(Records drawn from a dataset)
# # #

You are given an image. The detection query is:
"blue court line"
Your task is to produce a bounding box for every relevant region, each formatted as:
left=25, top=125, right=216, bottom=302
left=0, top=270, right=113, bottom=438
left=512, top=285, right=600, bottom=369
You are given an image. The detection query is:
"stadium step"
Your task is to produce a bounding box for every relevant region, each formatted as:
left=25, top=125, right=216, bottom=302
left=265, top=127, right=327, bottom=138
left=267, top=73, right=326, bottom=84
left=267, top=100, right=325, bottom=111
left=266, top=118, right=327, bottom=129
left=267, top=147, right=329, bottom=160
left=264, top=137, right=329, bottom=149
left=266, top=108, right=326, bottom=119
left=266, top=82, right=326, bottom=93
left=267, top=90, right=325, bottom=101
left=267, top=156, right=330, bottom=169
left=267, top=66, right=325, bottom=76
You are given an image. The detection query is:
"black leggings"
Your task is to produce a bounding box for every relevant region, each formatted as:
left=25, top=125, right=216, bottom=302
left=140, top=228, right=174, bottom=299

# # #

What is required — From the records above, extract every entry exactly as given.

Worked solution —
You are given an image. The detection query is:
"blue court line"
Your task is to produce a bounding box for every relevant region, each formatted as:
left=25, top=125, right=216, bottom=302
left=0, top=270, right=113, bottom=438
left=512, top=285, right=600, bottom=369
You are given an image. The detection query is:
"stadium step"
Your task is to produce a bounding box for every relevant region, each formatted as:
left=25, top=125, right=216, bottom=302
left=265, top=127, right=327, bottom=138
left=267, top=73, right=326, bottom=84
left=267, top=100, right=325, bottom=111
left=266, top=118, right=327, bottom=129
left=267, top=147, right=329, bottom=160
left=264, top=137, right=329, bottom=149
left=266, top=108, right=326, bottom=119
left=266, top=82, right=326, bottom=93
left=267, top=90, right=325, bottom=101
left=267, top=156, right=330, bottom=169
left=267, top=66, right=325, bottom=76
You are given an image. The detection query is:
"black leggings"
Your task is to produce a bounding box for every relevant region, each formatted as:
left=25, top=125, right=216, bottom=302
left=140, top=228, right=174, bottom=299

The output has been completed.